■ **Textauszug**:
Heute möchte ich mich noch einmal mit dem Phänomen der modernen industriellen Nahrungsmittelherstellung und Werbung beschäftigen.
Als Beispiel dafür eignet sich gut die altbekannte Margarine.
Durch die Brille der modernen Lebensmittelindustrie betrachtet, degenerieren Lebensmittel zu reinen Nährstoffkonzentraten.
Der qualitative Unterschied zwischen Lebensmitteln ist kaum zu erkennen. Ob ein Lebensmittel verarbeitet ist oder ursprünglich spielt diesbezüglich keine Rolle.Die Butter wird hier zu cholesterinhaltigem Fett herabgestuft.
Der Fokus auf die Nährstoffe rechtfertigt die Weiterverarbeitung von Nahrungsmitteln, denn hier wird der Eindruck vermittelt, bei einer intelligenten Anwendung der Lebensmitteltechnologie könnten Lebensmittel zu etwas noch nahrhafteren gemacht werden, als das Original.
Das ist zum Beispiel bei der Margarine passiert.
Die Margarine starte im 19.Jahrhundert als billiger und minderwertiger Ersatz für Butter.

■ **Angezeigte Daten**:
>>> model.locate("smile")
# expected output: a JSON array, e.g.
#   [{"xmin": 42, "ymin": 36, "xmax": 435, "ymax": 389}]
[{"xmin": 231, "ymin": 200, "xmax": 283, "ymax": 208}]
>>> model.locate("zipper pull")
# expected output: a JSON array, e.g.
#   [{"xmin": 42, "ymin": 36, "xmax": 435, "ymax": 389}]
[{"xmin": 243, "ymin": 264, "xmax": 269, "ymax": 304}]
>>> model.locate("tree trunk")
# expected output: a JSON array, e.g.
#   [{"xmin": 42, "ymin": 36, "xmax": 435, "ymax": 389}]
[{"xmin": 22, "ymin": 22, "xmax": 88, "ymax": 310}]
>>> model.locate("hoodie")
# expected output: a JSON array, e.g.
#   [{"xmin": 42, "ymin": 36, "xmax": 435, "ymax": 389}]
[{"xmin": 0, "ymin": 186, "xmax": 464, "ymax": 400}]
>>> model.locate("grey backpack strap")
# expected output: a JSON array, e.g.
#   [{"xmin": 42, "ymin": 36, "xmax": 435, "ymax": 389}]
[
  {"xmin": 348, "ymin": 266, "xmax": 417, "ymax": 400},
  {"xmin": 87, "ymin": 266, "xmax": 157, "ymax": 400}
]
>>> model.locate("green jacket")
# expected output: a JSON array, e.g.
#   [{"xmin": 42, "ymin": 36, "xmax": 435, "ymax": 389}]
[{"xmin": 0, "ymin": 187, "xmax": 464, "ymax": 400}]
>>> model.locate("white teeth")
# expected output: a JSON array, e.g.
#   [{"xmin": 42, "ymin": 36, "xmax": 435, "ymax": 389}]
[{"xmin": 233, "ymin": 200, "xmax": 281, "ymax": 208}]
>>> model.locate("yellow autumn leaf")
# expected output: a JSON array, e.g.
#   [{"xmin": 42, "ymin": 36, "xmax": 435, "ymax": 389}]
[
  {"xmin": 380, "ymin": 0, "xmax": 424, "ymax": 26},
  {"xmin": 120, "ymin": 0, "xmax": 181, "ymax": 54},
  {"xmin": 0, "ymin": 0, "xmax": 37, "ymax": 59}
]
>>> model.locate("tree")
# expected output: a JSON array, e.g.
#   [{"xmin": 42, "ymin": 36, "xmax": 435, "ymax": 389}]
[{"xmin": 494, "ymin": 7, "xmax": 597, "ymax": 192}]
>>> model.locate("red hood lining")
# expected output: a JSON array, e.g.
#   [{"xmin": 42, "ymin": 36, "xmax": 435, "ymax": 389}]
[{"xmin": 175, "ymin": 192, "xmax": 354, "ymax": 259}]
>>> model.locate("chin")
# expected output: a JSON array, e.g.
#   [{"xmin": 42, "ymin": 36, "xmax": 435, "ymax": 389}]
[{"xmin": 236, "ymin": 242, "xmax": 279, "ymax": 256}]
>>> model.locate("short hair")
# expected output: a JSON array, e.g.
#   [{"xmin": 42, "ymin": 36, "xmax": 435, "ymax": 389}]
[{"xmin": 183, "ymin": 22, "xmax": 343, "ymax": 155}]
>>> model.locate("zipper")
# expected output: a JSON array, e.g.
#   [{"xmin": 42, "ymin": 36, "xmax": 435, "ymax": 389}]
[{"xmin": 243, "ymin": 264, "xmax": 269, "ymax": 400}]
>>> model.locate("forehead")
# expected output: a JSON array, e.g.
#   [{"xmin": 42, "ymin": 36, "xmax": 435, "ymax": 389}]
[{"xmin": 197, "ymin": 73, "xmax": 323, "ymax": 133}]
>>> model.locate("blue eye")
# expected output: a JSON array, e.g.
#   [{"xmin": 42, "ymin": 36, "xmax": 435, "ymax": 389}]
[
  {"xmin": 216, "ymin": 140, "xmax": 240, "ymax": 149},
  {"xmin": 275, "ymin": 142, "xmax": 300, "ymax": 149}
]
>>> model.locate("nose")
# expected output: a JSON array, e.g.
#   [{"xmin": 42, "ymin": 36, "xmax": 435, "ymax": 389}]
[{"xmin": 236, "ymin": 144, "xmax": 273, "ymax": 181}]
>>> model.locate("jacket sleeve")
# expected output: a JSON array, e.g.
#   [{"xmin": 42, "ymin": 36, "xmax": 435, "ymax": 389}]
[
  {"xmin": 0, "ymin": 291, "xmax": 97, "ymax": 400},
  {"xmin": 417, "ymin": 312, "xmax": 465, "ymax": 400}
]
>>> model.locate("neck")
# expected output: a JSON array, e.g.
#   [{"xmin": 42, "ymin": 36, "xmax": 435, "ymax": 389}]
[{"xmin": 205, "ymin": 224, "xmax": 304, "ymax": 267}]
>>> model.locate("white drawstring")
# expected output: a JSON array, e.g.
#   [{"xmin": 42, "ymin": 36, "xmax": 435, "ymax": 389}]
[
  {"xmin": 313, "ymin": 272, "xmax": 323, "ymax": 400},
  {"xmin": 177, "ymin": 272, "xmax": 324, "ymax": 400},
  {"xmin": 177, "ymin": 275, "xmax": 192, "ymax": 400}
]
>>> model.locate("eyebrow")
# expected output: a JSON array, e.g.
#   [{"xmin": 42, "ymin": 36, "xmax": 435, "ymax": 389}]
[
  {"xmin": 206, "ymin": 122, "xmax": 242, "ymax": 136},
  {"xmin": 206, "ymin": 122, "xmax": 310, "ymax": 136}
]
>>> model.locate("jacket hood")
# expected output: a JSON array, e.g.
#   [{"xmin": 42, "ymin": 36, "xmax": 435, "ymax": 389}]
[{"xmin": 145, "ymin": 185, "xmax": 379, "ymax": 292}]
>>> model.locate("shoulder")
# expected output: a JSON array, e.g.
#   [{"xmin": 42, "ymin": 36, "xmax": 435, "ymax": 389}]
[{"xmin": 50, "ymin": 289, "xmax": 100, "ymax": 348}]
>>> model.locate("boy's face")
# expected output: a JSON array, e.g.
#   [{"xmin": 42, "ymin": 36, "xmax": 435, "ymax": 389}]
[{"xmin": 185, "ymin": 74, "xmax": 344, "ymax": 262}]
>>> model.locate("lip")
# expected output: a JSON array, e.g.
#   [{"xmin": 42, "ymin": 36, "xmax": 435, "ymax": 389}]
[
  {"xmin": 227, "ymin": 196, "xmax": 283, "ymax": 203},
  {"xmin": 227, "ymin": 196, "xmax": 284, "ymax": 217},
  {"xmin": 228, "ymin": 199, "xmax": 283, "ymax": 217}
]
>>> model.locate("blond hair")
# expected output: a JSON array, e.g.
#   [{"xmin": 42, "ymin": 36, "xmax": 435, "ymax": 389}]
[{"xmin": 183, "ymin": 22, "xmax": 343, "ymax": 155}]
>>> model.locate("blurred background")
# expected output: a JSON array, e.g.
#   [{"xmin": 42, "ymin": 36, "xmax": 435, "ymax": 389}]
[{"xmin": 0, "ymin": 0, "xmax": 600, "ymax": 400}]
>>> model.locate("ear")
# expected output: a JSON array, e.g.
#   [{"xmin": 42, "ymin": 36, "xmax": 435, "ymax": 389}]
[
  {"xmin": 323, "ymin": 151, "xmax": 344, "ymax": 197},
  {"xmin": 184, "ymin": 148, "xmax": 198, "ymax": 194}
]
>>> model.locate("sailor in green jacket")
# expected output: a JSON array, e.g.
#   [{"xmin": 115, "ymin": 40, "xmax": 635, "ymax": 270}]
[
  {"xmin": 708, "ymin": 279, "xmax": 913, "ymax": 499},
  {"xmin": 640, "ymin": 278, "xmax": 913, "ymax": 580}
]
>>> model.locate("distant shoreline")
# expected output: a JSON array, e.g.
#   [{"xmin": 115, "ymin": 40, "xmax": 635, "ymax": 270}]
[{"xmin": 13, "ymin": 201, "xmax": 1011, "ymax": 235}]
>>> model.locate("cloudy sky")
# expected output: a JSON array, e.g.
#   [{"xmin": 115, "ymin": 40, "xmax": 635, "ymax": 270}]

■ **Aufgaben**:
a. Welches Lebensmittel dient im Textauszug über Margarine als Beispiel für moderne industrielle Nahrungsmittelherstellung und Werbung?
b. Gib den Abschnitt des Textauszugs über Margarine von „Der qualitative Unterschied“ bis „cholesterinhaltigem Fett herabgestuft.“ wortgetreu wieder.
Die Einträge sind eigenständiges Material und gehören nicht zum Textauszug.

■ **Lösungen**:
a. Die altbekannte Margarine.

b.
Der qualitative Unterschied zwischen Lebensmitteln ist kaum zu erkennen. Ob ein Lebensmittel verarbeitet ist oder ursprünglich spielt diesbezüglich keine Rolle.Die Butter wird hier zu cholesterinhaltigem Fett herabgestuft.